◆ **Problem description**:
Format as a numbered list only the lines of the data from the line containing "In this exercise you will indicate the handbag" through the end of the data, both included. Leave out any blank lines.

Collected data
+ + + + +

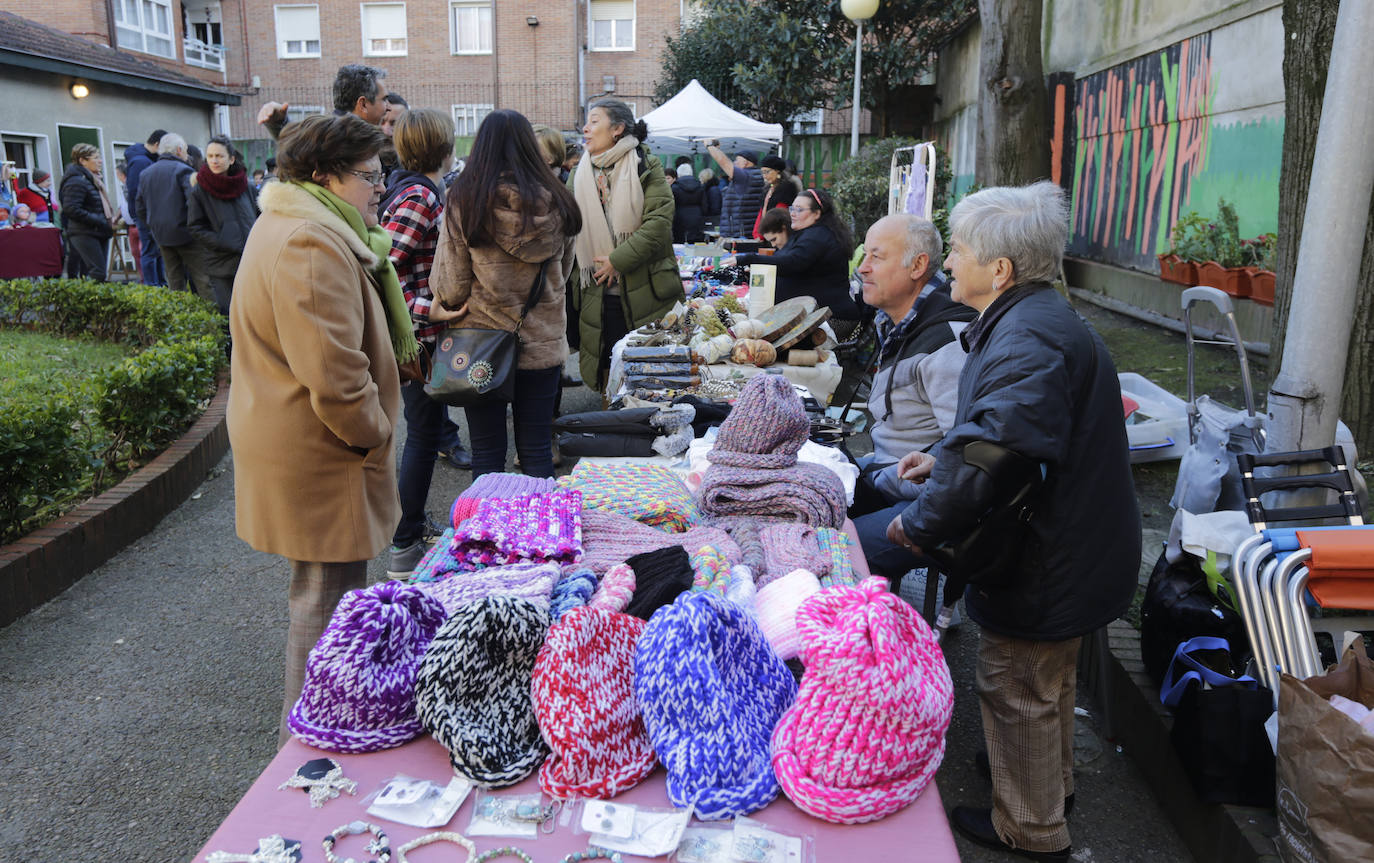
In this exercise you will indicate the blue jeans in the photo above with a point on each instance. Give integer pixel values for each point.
(428, 430)
(533, 414)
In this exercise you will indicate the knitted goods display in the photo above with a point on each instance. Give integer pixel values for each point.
(660, 576)
(532, 528)
(867, 731)
(359, 691)
(616, 588)
(649, 494)
(473, 689)
(572, 590)
(586, 705)
(609, 539)
(533, 581)
(753, 465)
(776, 608)
(712, 691)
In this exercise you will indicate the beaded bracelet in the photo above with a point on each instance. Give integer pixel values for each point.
(378, 844)
(443, 836)
(594, 854)
(510, 851)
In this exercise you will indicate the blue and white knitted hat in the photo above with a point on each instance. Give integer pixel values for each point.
(712, 690)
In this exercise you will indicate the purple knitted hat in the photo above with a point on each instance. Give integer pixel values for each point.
(764, 429)
(359, 691)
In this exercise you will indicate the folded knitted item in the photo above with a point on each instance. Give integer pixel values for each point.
(712, 690)
(583, 693)
(473, 690)
(609, 539)
(533, 581)
(776, 608)
(649, 494)
(359, 691)
(660, 576)
(532, 528)
(871, 664)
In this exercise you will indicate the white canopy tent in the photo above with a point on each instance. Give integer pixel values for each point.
(693, 117)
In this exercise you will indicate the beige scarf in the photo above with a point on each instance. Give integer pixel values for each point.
(607, 226)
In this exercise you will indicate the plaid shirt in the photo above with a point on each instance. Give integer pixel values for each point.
(412, 220)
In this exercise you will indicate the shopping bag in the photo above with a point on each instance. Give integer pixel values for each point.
(1326, 766)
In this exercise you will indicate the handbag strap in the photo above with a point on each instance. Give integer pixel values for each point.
(536, 292)
(1175, 683)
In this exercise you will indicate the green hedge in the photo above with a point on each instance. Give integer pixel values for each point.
(140, 404)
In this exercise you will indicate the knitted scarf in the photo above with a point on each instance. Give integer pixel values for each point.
(388, 286)
(607, 226)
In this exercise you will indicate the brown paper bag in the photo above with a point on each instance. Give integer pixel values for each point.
(1326, 766)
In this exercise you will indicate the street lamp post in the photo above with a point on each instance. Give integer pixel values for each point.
(858, 11)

+ + + + +

◆ **Output below**:
1. In this exercise you will indicate the handbag strap in the photo above with a point on each instance. Give integer pixel values for each point.
2. (536, 292)
3. (1175, 683)
4. In this exercise you will indicate the green hedge in the photo above with a point on each instance. Give integer pixel values for each point.
5. (140, 404)
6. In this exercise you will indicate the knitted scarf in the photo above with a point on each instance. Give integer pixel values for each point.
7. (388, 286)
8. (607, 226)
9. In this exercise you will indicate the brown paper bag in the photo above with a point on each instance. Give integer pixel values for each point.
10. (1326, 766)
11. In this exercise you will indicate the street lamp post in the photo above with a point on each instance. Give integer pixel values for each point.
12. (858, 11)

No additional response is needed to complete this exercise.